--- START SUPPLIED DATA ---

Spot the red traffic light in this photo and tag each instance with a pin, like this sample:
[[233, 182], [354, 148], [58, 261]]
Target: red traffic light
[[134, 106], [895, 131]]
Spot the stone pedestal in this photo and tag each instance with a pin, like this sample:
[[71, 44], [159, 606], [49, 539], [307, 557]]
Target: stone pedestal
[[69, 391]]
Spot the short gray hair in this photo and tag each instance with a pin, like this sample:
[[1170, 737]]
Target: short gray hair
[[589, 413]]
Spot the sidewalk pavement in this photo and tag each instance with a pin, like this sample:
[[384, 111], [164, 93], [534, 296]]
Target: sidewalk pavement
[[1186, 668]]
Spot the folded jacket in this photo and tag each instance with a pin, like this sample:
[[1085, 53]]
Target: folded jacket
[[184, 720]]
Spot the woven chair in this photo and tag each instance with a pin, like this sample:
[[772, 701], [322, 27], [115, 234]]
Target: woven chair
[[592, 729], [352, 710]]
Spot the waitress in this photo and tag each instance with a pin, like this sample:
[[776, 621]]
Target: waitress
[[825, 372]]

--- END SUPPLIED DATA ---

▸ **TO DO**
Give the lines of the material above as a JSON list of strings, with one string per line and blank lines omitted.

▸ **RESPONSE**
[
  "Spot the red traffic light in this photo and tag each instance with a pin, like this sample:",
  "[[233, 182], [354, 148], [58, 261]]",
  "Target: red traffic light",
  "[[134, 106], [895, 131]]",
  "Spot the stone pedestal in this photo and tag each instance with a pin, like this sample:",
  "[[71, 44], [159, 606], [49, 539], [307, 557]]",
  "Target: stone pedestal",
  "[[69, 391]]",
  "Spot the short gray hair in this photo and tag each instance with a pin, like this sample:",
  "[[1170, 737]]",
  "Target: short gray hair",
  "[[589, 413]]",
  "Spot the sidewalk pavement in this photo and tag each instance with a pin, like this sample:",
  "[[384, 111], [164, 93], [534, 296]]",
  "Target: sidewalk pavement",
  "[[1186, 668]]",
  "Spot the folded jacket in this photo and tag each instance with a pin, like this sample:",
  "[[1085, 53]]",
  "Target: folded jacket",
  "[[184, 720]]",
  "Spot the woven chair in this photo and tag each instance with a pin, like this sample:",
  "[[772, 701], [322, 27], [115, 234]]",
  "Target: woven chair",
  "[[592, 729], [352, 710]]",
  "Spot the waitress in this photo and tag each instance with a pin, like this sample:",
  "[[776, 621]]",
  "Target: waitress",
  "[[825, 372]]"
]